Data records
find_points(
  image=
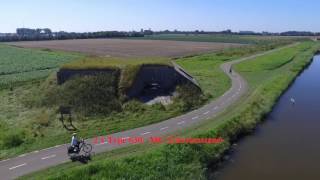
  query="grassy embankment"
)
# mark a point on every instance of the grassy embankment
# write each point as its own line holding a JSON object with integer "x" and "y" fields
{"x": 268, "y": 77}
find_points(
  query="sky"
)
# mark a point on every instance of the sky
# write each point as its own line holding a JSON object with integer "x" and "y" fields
{"x": 128, "y": 15}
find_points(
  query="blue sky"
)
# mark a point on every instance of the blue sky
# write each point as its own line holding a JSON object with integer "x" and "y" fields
{"x": 211, "y": 15}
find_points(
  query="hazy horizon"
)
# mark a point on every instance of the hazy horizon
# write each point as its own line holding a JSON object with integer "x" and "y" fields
{"x": 129, "y": 15}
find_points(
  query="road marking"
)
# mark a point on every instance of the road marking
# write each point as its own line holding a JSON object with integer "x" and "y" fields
{"x": 47, "y": 148}
{"x": 161, "y": 129}
{"x": 47, "y": 157}
{"x": 145, "y": 133}
{"x": 17, "y": 166}
{"x": 206, "y": 112}
{"x": 4, "y": 160}
{"x": 196, "y": 117}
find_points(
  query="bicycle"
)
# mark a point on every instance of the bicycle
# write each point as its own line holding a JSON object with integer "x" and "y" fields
{"x": 83, "y": 146}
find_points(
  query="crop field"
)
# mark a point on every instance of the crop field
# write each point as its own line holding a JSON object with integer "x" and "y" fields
{"x": 129, "y": 48}
{"x": 242, "y": 39}
{"x": 20, "y": 64}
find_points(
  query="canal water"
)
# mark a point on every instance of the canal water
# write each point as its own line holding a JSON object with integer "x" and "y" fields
{"x": 287, "y": 144}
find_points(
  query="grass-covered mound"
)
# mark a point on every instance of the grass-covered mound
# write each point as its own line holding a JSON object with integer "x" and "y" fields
{"x": 99, "y": 86}
{"x": 127, "y": 68}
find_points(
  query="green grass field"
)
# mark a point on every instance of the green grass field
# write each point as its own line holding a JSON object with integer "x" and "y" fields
{"x": 190, "y": 161}
{"x": 20, "y": 65}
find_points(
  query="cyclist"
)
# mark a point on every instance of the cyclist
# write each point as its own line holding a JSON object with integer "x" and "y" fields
{"x": 74, "y": 142}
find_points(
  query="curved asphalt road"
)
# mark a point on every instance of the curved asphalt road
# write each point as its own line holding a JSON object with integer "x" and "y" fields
{"x": 37, "y": 160}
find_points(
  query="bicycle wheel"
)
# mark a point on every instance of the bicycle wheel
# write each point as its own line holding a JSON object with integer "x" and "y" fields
{"x": 87, "y": 148}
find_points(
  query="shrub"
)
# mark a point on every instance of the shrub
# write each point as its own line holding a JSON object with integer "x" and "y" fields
{"x": 13, "y": 139}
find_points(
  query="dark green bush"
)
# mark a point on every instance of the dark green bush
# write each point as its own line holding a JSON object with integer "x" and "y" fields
{"x": 13, "y": 139}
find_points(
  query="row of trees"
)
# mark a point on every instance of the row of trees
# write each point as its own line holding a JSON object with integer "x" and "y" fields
{"x": 24, "y": 34}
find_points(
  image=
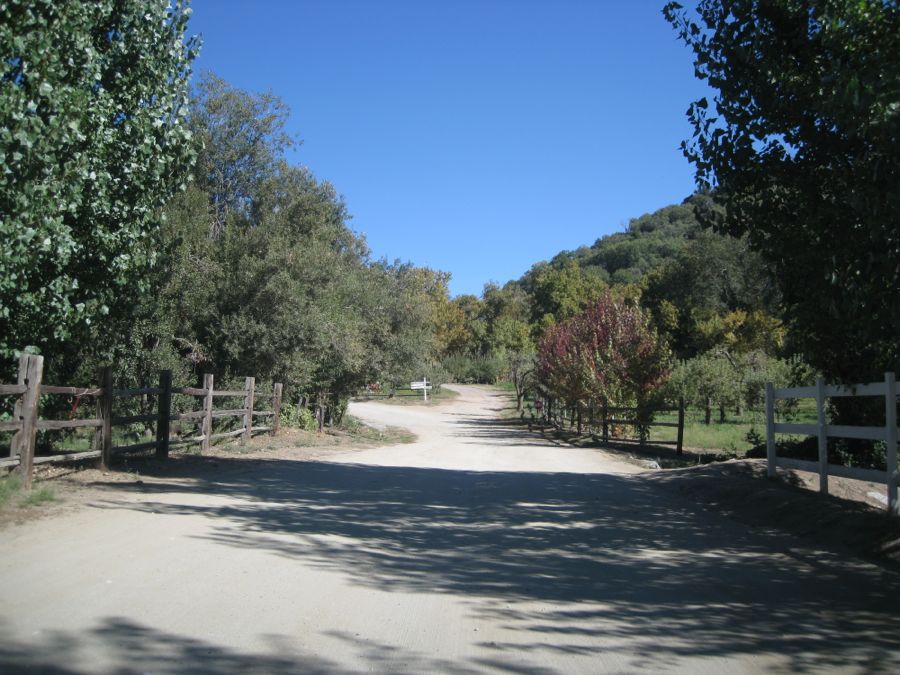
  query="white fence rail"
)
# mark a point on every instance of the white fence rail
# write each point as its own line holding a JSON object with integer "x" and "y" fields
{"x": 823, "y": 431}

_What is expected_. Repeat each record exactly, with the pictures left out.

_Correct response_.
find_points(
  image=
  query="grassy embankment"
)
# mark a point on every instance of the grassy embankment
# write each point as its own line holding a JSON object with integer "x" and "y" fields
{"x": 268, "y": 77}
find_points(
  query="sky"
)
# mark a point on every instance of the sky
# write each point as its own line holding a JSON object with integer "x" and "y" fields
{"x": 128, "y": 15}
find_points(
  query="blue sky"
)
# mark a point on every instance of the blue sky
# write each point as its own line holding a JSON object with integer "x" and "y" fields
{"x": 211, "y": 15}
find_points(
  query="hazy horizon"
)
# mark a point on every instance of the hazy horizon
# write each point as its own line holding a JSON object with integer "x" and "y" fields
{"x": 129, "y": 15}
find_points(
  query="road marking"
)
# mark a point on every instance of the road marking
# write each point as its own line holding a JSON object with integer "x" and "y" fields
{"x": 47, "y": 148}
{"x": 161, "y": 129}
{"x": 47, "y": 157}
{"x": 145, "y": 133}
{"x": 17, "y": 166}
{"x": 206, "y": 112}
{"x": 4, "y": 160}
{"x": 196, "y": 117}
find_points(
  query="bicycle"
)
# mark a point on every instance of the bicycle
# write each point as its own line holding a JSON object with integer "x" and "y" fields
{"x": 83, "y": 146}
find_points(
  query="crop field"
)
# mark a point on every instance of the crop field
# write each point as its own line holding a JSON object with integer "x" and "y" fields
{"x": 129, "y": 48}
{"x": 242, "y": 39}
{"x": 20, "y": 64}
find_points(
  query="canal water"
)
# mark a point on every instance of the canal water
# write each point as its own line holding a JSON object with integer "x" and "y" fields
{"x": 287, "y": 144}
find_points(
  query="grass-covered mound"
)
# mark a point on every instance of the grass-covered mound
# write each point as its own line holding a JSON object with integer "x" and "y" fields
{"x": 99, "y": 86}
{"x": 127, "y": 68}
find_points(
  query="green grass field"
)
# mark a point on every instance of the green grass field
# write each point as its own line holding a JSON object with integer "x" and "y" fields
{"x": 190, "y": 161}
{"x": 20, "y": 65}
find_points(
  query="cyclist"
)
# mark a point on every instance of the cyclist
# write each point as its own line holding a JSON object with integer "x" and "y" fields
{"x": 74, "y": 142}
find_points(
  query="curved asphalt road"
)
# mark a point on every instance of the curved asphalt road
# write each point as its own line holding a JSON object with integer "x" and "y" fields
{"x": 37, "y": 160}
find_points(
  query="bicycle wheel"
)
# mark a point on every instance of the bicycle wheel
# write each point as its own line holding a JSON object with integer "x" and "y" fields
{"x": 87, "y": 148}
find_points(
  query="shrub"
)
# mark a point on every instance of the shrub
# write each point as its own line holding a JSON object with integer "x" and "y" fields
{"x": 13, "y": 139}
find_points(
  query="dark green bush"
)
# mark a point on every instance of the dark green bush
# write each point as its own line holding a JSON object with integer "x" and "y" fields
{"x": 13, "y": 139}
find_points(
  query="row of trees"
)
# mark a point on every instance of the row of trees
# write each point as its own line holding a JSON object with integer "x" and "y" fields
{"x": 24, "y": 34}
find_points(
  image=
  query="white fence rail"
)
# mark a point on every instance of the white fence rail
# write each point as its own line holding a JSON object with integer "x" and "y" fields
{"x": 823, "y": 431}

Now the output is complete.